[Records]
** START **
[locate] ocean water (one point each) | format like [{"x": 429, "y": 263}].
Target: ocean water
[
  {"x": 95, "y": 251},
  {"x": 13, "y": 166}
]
** END **
* [Work to be completed]:
Update the records so that each "ocean water" reads "sea water" and nothing else changes.

* [Expected answer]:
[locate] sea water (one point each) | format like [{"x": 429, "y": 263}].
Target: sea water
[
  {"x": 95, "y": 251},
  {"x": 13, "y": 166}
]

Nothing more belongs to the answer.